» Task to carry out:
Write out the stretch of items below from the line containing "Could you spot the hockey goal" through the line containing "point(92, 57)". Shift the answer point coordinates by adding -117 to each number, and leave every other line unchanged.

» Working data:
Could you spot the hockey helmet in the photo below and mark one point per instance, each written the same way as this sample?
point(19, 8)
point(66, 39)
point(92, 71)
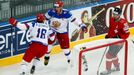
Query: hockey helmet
point(117, 11)
point(40, 17)
point(59, 3)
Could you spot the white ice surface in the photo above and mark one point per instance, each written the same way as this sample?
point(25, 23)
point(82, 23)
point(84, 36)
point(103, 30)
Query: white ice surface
point(59, 66)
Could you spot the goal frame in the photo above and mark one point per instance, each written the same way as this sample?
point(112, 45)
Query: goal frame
point(104, 45)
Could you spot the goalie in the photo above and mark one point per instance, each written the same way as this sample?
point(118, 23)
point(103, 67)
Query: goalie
point(118, 29)
point(59, 22)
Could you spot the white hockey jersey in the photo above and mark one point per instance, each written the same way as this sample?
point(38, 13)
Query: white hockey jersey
point(64, 18)
point(39, 32)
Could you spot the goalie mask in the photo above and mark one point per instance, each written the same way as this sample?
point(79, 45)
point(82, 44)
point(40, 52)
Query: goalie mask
point(58, 4)
point(40, 18)
point(117, 11)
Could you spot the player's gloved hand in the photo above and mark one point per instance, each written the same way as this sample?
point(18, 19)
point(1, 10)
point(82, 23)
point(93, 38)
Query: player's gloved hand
point(117, 36)
point(107, 37)
point(84, 28)
point(13, 21)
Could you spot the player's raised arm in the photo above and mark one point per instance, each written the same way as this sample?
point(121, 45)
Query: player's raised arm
point(14, 22)
point(78, 22)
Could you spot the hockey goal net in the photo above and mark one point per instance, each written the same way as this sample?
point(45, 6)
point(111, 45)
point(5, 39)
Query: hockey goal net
point(92, 57)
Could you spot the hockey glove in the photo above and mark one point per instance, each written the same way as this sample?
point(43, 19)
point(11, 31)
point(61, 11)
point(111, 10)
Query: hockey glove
point(117, 36)
point(13, 21)
point(107, 37)
point(84, 28)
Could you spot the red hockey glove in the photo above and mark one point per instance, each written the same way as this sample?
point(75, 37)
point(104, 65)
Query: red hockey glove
point(13, 21)
point(107, 37)
point(84, 28)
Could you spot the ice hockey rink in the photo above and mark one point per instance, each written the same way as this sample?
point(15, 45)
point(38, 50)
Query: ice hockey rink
point(59, 66)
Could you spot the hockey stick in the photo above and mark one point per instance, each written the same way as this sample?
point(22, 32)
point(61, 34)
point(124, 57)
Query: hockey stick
point(77, 32)
point(101, 61)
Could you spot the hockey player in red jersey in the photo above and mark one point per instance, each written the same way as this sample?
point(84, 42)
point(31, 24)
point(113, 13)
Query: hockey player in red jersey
point(39, 32)
point(59, 22)
point(118, 29)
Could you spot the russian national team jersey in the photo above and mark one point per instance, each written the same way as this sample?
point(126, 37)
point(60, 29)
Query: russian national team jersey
point(39, 32)
point(63, 18)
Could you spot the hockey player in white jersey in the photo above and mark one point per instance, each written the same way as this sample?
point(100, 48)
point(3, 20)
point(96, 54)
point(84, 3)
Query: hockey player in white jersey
point(39, 32)
point(59, 22)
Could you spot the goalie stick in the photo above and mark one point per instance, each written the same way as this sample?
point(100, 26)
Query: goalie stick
point(101, 61)
point(76, 32)
point(84, 60)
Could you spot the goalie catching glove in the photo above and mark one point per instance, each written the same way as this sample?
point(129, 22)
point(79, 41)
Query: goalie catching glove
point(13, 21)
point(83, 27)
point(56, 24)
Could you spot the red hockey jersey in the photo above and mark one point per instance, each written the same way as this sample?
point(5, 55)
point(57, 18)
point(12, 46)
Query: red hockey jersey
point(119, 28)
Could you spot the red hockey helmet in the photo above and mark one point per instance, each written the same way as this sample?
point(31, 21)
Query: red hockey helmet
point(40, 17)
point(59, 4)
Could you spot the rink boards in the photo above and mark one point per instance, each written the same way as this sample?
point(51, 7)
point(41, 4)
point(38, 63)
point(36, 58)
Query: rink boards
point(13, 53)
point(56, 49)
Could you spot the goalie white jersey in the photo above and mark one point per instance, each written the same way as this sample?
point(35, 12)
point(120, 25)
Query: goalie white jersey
point(39, 32)
point(64, 18)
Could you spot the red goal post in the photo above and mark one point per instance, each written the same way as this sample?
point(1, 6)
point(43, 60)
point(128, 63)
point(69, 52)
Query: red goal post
point(101, 45)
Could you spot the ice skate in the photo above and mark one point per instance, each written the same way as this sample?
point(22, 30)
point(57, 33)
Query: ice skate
point(85, 63)
point(116, 69)
point(46, 60)
point(32, 70)
point(70, 63)
point(23, 73)
point(85, 66)
point(106, 72)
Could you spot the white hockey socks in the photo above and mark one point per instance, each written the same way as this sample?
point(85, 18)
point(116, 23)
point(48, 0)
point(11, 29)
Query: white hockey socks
point(49, 50)
point(24, 67)
point(67, 53)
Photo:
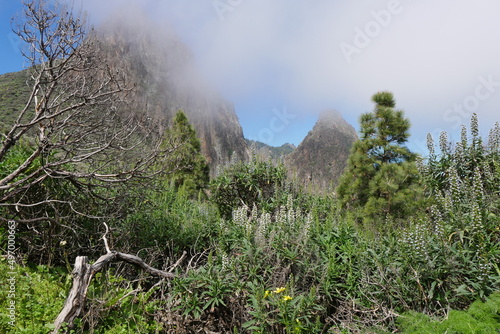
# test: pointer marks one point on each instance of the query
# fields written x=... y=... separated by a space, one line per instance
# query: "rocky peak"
x=321 y=157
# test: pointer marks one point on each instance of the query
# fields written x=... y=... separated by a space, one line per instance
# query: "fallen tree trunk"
x=83 y=272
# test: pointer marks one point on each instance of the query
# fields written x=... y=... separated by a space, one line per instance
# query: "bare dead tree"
x=81 y=132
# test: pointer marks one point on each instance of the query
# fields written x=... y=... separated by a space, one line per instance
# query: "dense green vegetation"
x=13 y=93
x=380 y=184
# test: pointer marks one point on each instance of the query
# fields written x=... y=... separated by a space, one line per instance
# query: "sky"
x=282 y=62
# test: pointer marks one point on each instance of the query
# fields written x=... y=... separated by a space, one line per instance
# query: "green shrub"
x=39 y=295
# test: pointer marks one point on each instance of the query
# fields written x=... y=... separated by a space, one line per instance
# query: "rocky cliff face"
x=162 y=69
x=321 y=157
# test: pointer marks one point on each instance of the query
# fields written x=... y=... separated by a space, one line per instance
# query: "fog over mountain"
x=439 y=59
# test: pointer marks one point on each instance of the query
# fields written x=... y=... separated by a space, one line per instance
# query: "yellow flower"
x=279 y=290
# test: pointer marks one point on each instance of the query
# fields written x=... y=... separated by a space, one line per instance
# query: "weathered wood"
x=82 y=277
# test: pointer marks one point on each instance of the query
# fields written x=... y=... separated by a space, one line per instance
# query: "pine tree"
x=380 y=180
x=191 y=168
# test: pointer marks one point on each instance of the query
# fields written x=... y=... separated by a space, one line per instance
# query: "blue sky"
x=282 y=62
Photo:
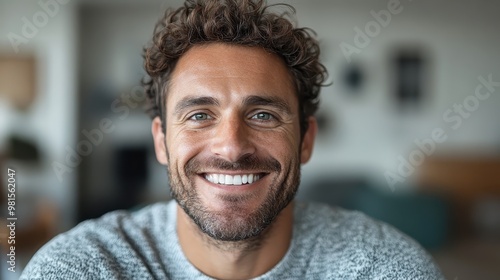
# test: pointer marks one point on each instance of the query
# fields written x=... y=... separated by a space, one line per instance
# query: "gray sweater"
x=328 y=243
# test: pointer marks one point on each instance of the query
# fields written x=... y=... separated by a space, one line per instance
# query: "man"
x=233 y=90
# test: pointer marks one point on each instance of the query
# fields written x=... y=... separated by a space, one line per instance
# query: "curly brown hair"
x=240 y=22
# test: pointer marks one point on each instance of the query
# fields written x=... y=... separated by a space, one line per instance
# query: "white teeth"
x=228 y=180
x=236 y=180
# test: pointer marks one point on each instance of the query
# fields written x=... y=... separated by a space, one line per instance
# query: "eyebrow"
x=254 y=100
x=190 y=101
x=272 y=101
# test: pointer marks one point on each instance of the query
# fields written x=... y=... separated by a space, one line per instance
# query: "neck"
x=236 y=260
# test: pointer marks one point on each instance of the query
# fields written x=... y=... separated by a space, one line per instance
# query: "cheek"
x=184 y=145
x=282 y=144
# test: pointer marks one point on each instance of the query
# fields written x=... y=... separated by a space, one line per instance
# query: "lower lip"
x=234 y=188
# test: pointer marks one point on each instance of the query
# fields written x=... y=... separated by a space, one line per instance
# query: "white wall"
x=463 y=43
x=51 y=121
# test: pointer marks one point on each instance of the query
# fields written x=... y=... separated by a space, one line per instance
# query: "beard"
x=235 y=223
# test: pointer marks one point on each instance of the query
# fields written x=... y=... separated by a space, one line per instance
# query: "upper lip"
x=227 y=172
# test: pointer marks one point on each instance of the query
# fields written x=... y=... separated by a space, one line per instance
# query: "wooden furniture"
x=465 y=180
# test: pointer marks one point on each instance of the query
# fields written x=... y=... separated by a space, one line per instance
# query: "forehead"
x=230 y=72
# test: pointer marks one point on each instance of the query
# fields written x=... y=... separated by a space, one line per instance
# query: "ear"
x=308 y=140
x=159 y=141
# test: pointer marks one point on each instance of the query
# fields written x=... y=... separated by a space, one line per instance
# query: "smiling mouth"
x=233 y=180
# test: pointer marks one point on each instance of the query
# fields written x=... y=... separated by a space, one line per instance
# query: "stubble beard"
x=235 y=227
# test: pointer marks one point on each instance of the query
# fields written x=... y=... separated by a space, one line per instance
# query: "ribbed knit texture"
x=328 y=243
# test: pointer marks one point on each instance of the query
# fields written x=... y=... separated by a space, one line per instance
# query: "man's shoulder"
x=97 y=247
x=350 y=242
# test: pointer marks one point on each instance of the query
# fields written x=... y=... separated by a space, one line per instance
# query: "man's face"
x=232 y=143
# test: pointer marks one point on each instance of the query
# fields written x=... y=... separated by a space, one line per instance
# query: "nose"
x=232 y=140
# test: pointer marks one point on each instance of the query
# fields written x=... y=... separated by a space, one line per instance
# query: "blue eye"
x=262 y=116
x=200 y=117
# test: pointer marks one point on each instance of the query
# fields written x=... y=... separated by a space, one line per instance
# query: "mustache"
x=249 y=163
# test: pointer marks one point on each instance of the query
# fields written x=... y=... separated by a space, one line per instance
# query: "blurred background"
x=409 y=129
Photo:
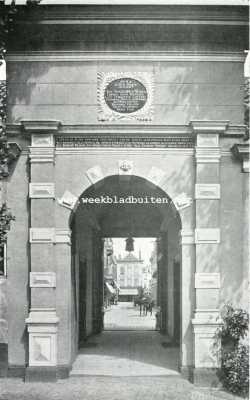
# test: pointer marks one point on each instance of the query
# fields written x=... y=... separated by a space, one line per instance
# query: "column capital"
x=241 y=152
x=209 y=126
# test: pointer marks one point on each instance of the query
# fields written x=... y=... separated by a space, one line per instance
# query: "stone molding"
x=42 y=154
x=210 y=155
x=42 y=235
x=41 y=190
x=71 y=56
x=44 y=140
x=42 y=279
x=123 y=151
x=207 y=140
x=207 y=191
x=40 y=126
x=241 y=152
x=146 y=131
x=140 y=14
x=206 y=280
x=187 y=236
x=209 y=126
x=207 y=235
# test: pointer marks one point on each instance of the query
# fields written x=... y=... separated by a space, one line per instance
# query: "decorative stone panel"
x=125 y=167
x=42 y=329
x=207 y=235
x=182 y=201
x=68 y=200
x=41 y=190
x=42 y=279
x=125 y=96
x=207 y=140
x=186 y=236
x=94 y=174
x=156 y=175
x=207 y=280
x=42 y=235
x=62 y=236
x=205 y=355
x=207 y=191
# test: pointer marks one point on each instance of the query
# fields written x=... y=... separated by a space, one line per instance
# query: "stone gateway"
x=135 y=100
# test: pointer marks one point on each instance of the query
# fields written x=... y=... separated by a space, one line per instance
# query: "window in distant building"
x=3 y=260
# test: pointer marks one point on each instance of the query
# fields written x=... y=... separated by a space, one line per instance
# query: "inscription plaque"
x=125 y=95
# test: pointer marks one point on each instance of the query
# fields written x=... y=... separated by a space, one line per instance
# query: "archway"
x=121 y=206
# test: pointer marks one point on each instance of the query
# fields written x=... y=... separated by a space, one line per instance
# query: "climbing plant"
x=234 y=372
x=7 y=19
x=247 y=105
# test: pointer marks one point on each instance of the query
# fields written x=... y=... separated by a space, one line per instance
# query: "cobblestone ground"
x=125 y=316
x=139 y=352
x=108 y=388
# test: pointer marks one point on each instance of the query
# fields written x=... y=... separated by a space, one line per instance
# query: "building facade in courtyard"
x=130 y=275
x=130 y=121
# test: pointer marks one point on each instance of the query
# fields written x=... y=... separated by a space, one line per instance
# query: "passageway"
x=127 y=353
x=125 y=316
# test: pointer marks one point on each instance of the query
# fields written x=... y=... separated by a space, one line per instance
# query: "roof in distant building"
x=128 y=291
x=130 y=257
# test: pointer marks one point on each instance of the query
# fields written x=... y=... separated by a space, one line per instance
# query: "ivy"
x=247 y=105
x=234 y=372
x=5 y=220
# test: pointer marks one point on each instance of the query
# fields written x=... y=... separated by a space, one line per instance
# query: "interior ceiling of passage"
x=119 y=220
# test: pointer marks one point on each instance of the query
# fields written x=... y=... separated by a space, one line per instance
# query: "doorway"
x=126 y=210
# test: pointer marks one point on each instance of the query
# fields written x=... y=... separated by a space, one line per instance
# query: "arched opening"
x=121 y=206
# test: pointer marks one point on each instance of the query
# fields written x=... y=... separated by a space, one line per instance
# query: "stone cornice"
x=39 y=126
x=138 y=2
x=140 y=130
x=73 y=56
x=203 y=126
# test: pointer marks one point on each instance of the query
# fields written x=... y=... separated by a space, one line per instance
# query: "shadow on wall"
x=3 y=311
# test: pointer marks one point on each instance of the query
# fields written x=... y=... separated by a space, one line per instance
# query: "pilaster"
x=241 y=153
x=207 y=241
x=42 y=321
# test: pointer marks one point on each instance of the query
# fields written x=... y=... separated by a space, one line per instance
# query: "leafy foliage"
x=5 y=220
x=234 y=372
x=235 y=323
x=247 y=105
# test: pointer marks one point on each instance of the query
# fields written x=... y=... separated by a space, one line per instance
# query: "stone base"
x=187 y=373
x=63 y=371
x=16 y=371
x=206 y=377
x=41 y=374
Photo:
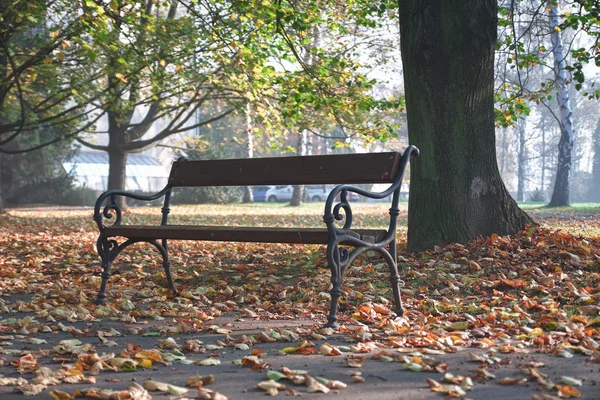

» Exercise answer:
Could you spot the hockey goal net in the photo above and mark one point per instance, each written the same way as this sample?
point(45, 6)
point(111, 45)
point(5, 39)
Query: hockey goal net
point(-25, -60)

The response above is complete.